§ Task to complete
Apart from the images, the records below need to be copied exactly.

§ Region pointing data
'''
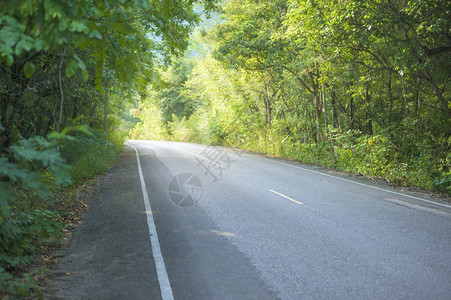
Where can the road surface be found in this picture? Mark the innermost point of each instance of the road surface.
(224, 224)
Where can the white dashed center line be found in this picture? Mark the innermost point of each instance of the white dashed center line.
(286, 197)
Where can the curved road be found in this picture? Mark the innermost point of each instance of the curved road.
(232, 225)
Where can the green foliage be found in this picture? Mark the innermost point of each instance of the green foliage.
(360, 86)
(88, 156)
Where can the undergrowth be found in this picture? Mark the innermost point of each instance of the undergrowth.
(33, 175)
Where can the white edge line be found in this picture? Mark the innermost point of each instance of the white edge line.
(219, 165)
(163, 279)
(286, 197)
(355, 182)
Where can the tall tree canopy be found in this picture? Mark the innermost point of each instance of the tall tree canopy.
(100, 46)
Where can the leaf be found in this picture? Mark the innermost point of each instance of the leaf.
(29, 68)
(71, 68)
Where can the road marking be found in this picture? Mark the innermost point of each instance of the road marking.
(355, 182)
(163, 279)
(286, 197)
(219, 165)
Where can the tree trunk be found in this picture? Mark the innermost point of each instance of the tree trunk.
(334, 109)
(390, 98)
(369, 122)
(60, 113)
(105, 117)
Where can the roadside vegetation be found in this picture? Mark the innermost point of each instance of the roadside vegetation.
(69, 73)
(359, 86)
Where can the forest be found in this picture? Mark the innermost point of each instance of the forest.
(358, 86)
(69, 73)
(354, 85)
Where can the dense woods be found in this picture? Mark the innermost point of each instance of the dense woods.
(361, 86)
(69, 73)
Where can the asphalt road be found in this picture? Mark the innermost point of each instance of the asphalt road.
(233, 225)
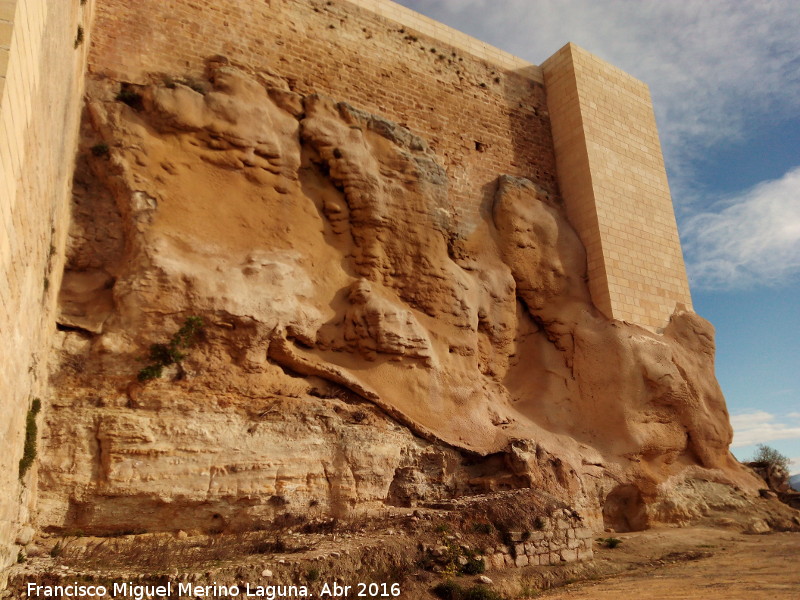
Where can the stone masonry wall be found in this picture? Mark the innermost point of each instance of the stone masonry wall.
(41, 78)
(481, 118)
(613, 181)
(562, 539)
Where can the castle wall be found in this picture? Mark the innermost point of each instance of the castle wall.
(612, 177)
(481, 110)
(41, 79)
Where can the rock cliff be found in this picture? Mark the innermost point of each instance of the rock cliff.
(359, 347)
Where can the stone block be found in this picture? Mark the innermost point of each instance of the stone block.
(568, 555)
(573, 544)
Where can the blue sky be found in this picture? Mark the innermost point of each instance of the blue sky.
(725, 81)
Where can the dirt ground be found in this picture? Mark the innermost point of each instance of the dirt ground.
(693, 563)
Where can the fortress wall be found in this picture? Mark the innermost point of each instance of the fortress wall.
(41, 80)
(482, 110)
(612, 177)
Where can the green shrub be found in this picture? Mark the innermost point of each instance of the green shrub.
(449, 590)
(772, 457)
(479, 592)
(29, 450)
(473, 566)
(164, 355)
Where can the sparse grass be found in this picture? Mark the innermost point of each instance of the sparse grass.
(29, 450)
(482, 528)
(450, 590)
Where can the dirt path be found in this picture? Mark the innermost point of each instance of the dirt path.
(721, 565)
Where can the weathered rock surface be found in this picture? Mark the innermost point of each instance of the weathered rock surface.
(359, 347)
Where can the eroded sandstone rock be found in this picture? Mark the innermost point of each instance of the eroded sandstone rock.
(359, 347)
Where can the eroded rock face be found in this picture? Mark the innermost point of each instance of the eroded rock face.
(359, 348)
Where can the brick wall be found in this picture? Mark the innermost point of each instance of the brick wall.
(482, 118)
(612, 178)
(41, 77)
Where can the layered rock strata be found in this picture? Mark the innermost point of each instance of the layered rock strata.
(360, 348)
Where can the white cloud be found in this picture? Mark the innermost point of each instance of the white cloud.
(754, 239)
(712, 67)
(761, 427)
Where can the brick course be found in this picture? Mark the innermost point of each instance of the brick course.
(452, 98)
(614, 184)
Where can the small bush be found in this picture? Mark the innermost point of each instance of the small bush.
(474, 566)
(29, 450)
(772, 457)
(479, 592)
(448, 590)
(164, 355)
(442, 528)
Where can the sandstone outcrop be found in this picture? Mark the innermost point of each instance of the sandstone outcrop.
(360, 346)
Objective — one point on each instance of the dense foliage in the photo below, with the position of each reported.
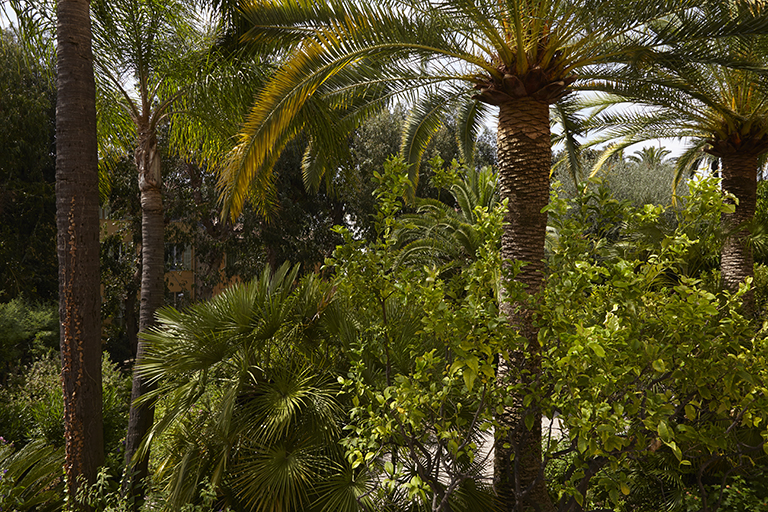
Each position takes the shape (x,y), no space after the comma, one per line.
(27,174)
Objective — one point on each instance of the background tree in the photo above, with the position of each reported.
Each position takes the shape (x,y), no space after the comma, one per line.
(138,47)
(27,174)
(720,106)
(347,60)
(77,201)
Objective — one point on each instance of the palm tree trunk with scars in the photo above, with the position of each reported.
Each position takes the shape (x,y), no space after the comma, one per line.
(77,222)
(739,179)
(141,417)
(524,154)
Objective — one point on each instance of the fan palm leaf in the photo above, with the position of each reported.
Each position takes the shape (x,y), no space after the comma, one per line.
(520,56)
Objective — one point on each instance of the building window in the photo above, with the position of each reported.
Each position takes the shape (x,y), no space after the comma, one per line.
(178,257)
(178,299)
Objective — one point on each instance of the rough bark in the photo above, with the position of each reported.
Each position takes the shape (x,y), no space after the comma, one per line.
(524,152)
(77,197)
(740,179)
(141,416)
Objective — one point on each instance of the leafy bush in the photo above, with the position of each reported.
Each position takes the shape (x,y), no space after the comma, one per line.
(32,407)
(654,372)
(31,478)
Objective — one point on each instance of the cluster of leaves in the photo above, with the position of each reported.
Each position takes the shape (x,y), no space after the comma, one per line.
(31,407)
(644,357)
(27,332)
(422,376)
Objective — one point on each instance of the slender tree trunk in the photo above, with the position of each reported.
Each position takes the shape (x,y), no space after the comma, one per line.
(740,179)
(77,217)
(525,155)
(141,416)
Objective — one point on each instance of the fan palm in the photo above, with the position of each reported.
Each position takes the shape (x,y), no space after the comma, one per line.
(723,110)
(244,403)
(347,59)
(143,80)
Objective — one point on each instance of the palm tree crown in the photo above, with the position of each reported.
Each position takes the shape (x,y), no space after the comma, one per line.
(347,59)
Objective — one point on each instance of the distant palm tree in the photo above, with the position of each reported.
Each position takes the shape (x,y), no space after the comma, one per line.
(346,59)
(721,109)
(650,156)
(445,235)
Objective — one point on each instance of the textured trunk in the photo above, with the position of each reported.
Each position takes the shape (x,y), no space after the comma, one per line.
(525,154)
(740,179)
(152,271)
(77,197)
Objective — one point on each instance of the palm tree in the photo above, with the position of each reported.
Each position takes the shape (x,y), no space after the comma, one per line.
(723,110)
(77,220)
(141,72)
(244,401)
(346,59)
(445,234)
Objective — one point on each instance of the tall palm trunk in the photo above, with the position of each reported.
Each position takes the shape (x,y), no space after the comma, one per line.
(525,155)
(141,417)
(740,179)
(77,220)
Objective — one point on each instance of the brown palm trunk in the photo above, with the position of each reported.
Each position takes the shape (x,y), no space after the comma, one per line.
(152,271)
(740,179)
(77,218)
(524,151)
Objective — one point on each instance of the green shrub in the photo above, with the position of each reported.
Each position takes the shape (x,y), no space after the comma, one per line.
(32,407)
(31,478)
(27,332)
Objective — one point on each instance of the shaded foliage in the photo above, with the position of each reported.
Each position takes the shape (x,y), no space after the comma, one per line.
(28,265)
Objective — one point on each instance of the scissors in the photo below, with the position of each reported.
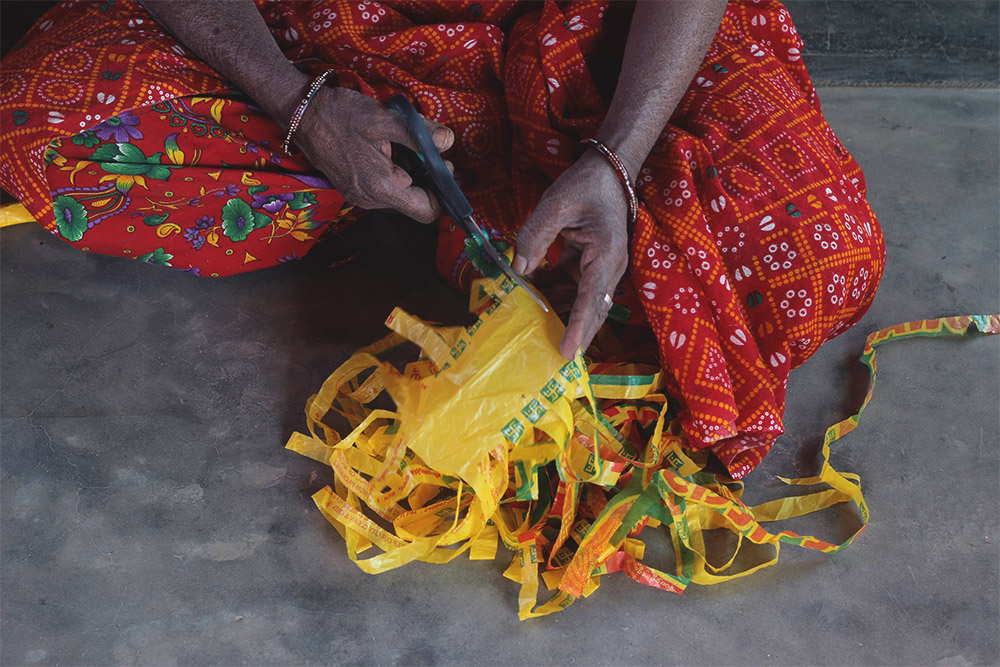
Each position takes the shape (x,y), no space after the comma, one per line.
'''
§ Answer section
Where can the road surface be found in this picture? Mark the innermost point of each instance of the road surface.
(224, 224)
Where can the white dashed center line be found in this picture? Mark the innermost point of each instance of the white dashed center line.
(286, 197)
Where can the curved road be found in this picture? Mark the innermost point of each instance of the curved road.
(232, 225)
Where can the green foliage be found in this picture? Mark the innermost point of each instance of the green foliage.
(360, 86)
(88, 156)
Where can the undergrowth be found in this picture? Mark the innermost point of each instance of the undergrowth.
(33, 175)
Where can the white edge line be found in this picture? Mark the innermost point of each instance of the white edge line.
(219, 165)
(163, 279)
(286, 197)
(355, 182)
Where can the tall tree canopy be found in this picture? Mark the innermost point of each instance of the tall tree canopy.
(100, 46)
Where can the leaf be found in this picture? Mark the innermost point of each instance of the leaf.
(29, 68)
(71, 68)
Where can the road marking be found in this picture? Mark the innermost point of each instance of the road marking.
(355, 182)
(163, 279)
(286, 197)
(219, 165)
Where can the tree trunk be found in this picture? Mark the innermost point of each instance of the tree trunk.
(334, 109)
(390, 98)
(369, 122)
(60, 113)
(105, 117)
Where can the roadside vegetation be found in this picture? Mark the innermost point of each instance of the roadside vegetation.
(69, 73)
(359, 86)
Where can the forest be found in this picture? Mark the innermost point of each instance of the forest.
(358, 86)
(69, 73)
(354, 85)
Where can the dense woods be found in this picture? Mark the innermost point of each instance of the dense woods.
(361, 86)
(69, 73)
Where can the asphalt road be found in this picture? Mark the innermost point of each instance of the asphalt road.
(233, 225)
Where can the stone masonry wall be found in this picture? Mark the innermost point of each instance of the stone masonry wall.
(41, 78)
(481, 118)
(613, 181)
(562, 539)
Where can the castle wall be found in this picture? Mark the innermost point of each instance of the castle wall.
(612, 177)
(481, 110)
(41, 79)
Where can the rock cliff be found in this picture? Mark the innermost point of each instance of the rock cliff.
(359, 347)
Where can the stone block be found in this picture? Mark the innermost point of each instance of the stone block.
(568, 555)
(573, 544)
Where can the blue sky be found in this picture? Mark the innermost point of each instance of the blue sky.
(725, 81)
Where can the dirt ground be found in this picture? Mark the innermost point of each instance of the dirt ground.
(693, 563)
Where can the fortress wall be found in this picture? Mark the innermost point of each instance of the fortress wall.
(41, 80)
(482, 110)
(612, 177)
Where can the green shrub be found in this picture? Mark the innermost point of each instance of the green shrub.
(449, 590)
(772, 457)
(479, 592)
(29, 450)
(473, 566)
(164, 355)
Where can the sparse grass be found in this picture? Mark the innermost point of each instance of the sparse grass.
(29, 450)
(482, 528)
(450, 590)
Where can the dirt path be found in this picture? Mark the innermost point of each instance of the dirt path.
(721, 565)
Where can the weathered rock surface be found in this picture? Mark the innermost point of each instance of the weathered rock surface.
(359, 347)
Where can the eroded sandstone rock be found in this picture? Mark the innermost point of each instance of the eroded sandstone rock.
(359, 347)
Where can the eroded rock face be found in this picture? Mark the innermost point of each instance of the eroded rock face.
(359, 348)
Where can the brick wall be found in this picture? Mark the innermost point of each instance of the brick wall.
(482, 118)
(612, 178)
(41, 77)
Where can the layered rock strata be found in this picture? Mark the innermost point of each instance of the layered rock strata.
(360, 348)
Where can the white cloud be found in this picture? Mark the innermost point of each instance of the white cloud.
(754, 239)
(712, 67)
(761, 427)
Where can the brick course be found in this picture? Mark the innermost point of each instance of the brick course.
(452, 98)
(614, 184)
Where can the small bush be found in this picture? Mark the innermost point of each instance of the small bush.
(474, 566)
(29, 450)
(772, 457)
(479, 592)
(448, 590)
(164, 355)
(442, 528)
Where can the sandstone outcrop be found in this picture? Mark the innermost point of each instance of the sandstone outcrop.
(360, 346)
Objective — one point on each instance of the dense foliage in the photo below, with the position of each reported.
Each position takes the shape (x,y), no space after the comma, one per line.
(27,174)
Objective — one point on each instance of the background tree in the photo above, with the position of each reported.
Each position takes the shape (x,y), no space after the comma, one per line.
(138,47)
(27,174)
(720,106)
(347,60)
(77,201)
Objective — one point on each instance of the palm tree trunk with scars in the photo above, with the position of each reported.
Each position takes the shape (x,y), no space after the comma, one per line.
(77,222)
(739,179)
(141,417)
(524,154)
Objective — one point on each instance of the fan palm leaf in the photo above, with the position of each reported.
Each position takes the shape (x,y), no space after the comma, one per line.
(520,56)
Objective — one point on each instance of the building window in the photo above, with the position of each reported.
Each position takes the shape (x,y), no space after the comma, one per line.
(178,257)
(178,299)
Objective — one point on each instance of the rough bark in the photo above, with the position of each reported.
Each position takes the shape (x,y), no space after the comma, one per line.
(524,152)
(77,197)
(740,179)
(141,416)
Objective — one point on each instance of the leafy bush in the photo above, with the position of each reported.
Each position takes the shape (x,y), no space after the comma, one per line.
(32,407)
(654,372)
(31,478)
Objective — one point on each instance of the cluster of leaves in the photo above, with the position of each reported.
Each position takes the shape (x,y), no space after the comma, one per line.
(31,407)
(644,357)
(27,332)
(422,376)
Objective — one point on each instance of the slender tree trunk in the photo above, with the position of each reported.
Each position takes the shape (x,y), no space after the comma, one per line.
(740,179)
(77,217)
(525,155)
(141,416)
Objective — one point on each instance of the fan palm in the photo above, with the position of each reported.
Each position takes the shape (x,y), no space after the comma, one per line.
(723,110)
(244,403)
(347,59)
(143,80)
Objective — one point on each instance of the palm tree crown in the photo above, with the position of each reported.
Each position takes the shape (x,y), no space after the comma, one per line.
(347,59)
Objective — one point on each instance of the distant palm tree in the photo above, with the position of each reported.
Each position takes the shape (x,y), no space after the comma, one per line.
(346,59)
(721,109)
(650,156)
(445,235)
Objective — one point on each instance of the textured trunk in the photo above, with the position of each reported.
Each position takes the shape (x,y), no space after the comma, one per line.
(525,154)
(740,179)
(152,271)
(77,197)
Objective — one point on each instance of the palm tree in the photo above, with the position of each reported.
Each position takes the shape (x,y), no space after the comma, one per line.
(723,110)
(77,220)
(141,72)
(244,401)
(346,59)
(445,234)
Objective — one point on each instance of the tall palm trunk in the photo above, with the position of each reported.
Each position takes the shape (x,y), no space after the comma, one per line.
(525,155)
(141,417)
(740,179)
(77,220)
Objective — one point on each instance of the brown palm trunk in the photo above, with the position of each reported.
Each position takes the shape (x,y), no space after the comma, one per line.
(152,271)
(740,179)
(77,218)
(524,151)
Objective — one point on each instance of the green shrub in the photo above, with the position of each reported.
Each position takes the shape (x,y), no space after the comma, one per line.
(32,407)
(31,478)
(27,332)
Objective — one point on each instance of the shaded foliage in the photo above, with the position of each reported.
Each position takes the shape (x,y), no space after the comma, one per line.
(28,265)
Objective — one point on each instance of the scissors in the photo below, with the position of each reported.
Each position takes the shape (x,y), no space after the comma, one per line.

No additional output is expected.